## TASK OBJECTIVE
As the answer, give a copy of each line below that includes the word "above".

[Dataset excerpts]
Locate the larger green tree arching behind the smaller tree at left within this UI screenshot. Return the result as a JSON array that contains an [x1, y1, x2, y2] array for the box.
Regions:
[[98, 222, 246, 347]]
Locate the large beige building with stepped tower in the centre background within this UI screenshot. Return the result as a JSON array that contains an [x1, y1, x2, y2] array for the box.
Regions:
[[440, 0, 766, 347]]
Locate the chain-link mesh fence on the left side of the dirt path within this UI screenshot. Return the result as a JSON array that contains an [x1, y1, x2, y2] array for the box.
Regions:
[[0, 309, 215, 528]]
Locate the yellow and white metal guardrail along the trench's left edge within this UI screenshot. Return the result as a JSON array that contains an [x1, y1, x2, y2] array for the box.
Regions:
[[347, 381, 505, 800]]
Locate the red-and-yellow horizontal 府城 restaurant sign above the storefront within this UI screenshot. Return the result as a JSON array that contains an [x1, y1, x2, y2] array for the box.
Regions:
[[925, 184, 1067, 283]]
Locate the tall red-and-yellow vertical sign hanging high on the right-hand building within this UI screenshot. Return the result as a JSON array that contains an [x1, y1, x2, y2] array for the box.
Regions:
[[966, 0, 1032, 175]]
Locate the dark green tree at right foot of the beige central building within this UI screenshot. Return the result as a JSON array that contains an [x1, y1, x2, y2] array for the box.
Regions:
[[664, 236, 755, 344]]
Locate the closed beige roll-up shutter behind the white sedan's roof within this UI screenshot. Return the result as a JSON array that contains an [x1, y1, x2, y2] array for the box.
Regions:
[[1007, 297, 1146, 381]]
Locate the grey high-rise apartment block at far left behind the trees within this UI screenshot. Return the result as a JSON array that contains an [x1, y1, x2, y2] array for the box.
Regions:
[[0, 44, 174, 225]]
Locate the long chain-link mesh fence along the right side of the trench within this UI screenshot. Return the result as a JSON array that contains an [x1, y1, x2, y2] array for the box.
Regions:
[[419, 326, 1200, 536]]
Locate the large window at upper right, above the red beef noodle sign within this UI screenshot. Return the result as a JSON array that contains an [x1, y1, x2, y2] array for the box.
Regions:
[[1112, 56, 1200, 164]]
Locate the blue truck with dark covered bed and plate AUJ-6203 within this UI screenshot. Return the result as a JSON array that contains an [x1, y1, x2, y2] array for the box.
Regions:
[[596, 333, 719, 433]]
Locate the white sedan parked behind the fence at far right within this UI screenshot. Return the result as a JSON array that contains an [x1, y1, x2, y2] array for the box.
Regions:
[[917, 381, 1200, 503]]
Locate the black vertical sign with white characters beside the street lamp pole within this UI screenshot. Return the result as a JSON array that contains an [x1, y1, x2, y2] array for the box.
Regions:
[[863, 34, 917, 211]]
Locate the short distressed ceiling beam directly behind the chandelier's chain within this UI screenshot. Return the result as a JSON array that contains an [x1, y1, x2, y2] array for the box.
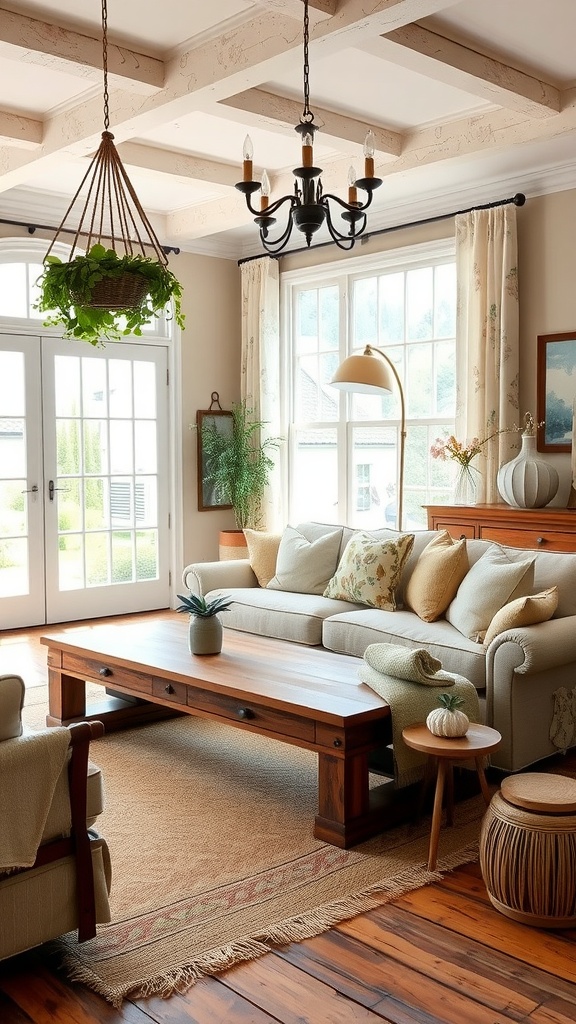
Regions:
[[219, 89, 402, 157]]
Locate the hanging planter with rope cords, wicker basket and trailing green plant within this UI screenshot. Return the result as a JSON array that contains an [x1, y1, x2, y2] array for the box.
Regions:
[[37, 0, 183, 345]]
---
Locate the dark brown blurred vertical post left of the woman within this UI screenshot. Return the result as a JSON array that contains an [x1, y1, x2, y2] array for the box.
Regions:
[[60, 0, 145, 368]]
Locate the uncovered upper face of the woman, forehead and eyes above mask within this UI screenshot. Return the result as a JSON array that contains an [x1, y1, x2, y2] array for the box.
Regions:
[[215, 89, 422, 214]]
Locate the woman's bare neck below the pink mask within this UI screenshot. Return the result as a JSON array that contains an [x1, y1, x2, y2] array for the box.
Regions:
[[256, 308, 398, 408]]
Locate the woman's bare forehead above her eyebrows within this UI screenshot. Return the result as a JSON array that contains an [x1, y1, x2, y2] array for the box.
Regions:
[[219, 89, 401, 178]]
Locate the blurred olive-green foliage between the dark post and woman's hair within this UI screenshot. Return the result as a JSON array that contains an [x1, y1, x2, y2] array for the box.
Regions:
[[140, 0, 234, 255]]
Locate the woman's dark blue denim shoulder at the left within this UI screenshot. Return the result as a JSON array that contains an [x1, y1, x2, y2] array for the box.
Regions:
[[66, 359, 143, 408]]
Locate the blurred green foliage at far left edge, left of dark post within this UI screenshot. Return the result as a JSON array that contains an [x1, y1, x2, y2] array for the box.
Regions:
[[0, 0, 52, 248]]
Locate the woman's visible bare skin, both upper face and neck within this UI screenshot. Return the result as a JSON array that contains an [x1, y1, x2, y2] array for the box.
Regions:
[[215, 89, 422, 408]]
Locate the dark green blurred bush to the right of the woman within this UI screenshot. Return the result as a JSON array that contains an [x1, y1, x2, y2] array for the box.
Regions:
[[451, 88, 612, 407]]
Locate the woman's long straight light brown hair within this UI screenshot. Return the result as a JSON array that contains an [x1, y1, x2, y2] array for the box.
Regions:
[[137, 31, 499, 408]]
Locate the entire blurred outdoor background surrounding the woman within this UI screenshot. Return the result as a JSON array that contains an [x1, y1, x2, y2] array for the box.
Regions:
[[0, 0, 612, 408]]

## COMPLETED TASK
Locate the red-and-yellow horizontal 府城 restaurant sign above the storefront within this UI screenshot. Return the result as a JSON array that contains an [x1, y1, x2, y2] array for the box.
Locate the large window at upper right, above the red beef noodle sign within this UI screenshot. Return the result as a JSON array that contains an [x1, y1, x2, y2] array for the box.
Locate the uncovered upper face of the woman, forehead and eyes above mask within this UI screenshot. Return the result as a JSON array that contains an [x1, y1, x2, y2] array for the box.
Locate the woman's bare forehead above her eyebrows within this UI screenshot. Return the result as a JSON array that contains an [x1, y1, x2, y2] array for the box.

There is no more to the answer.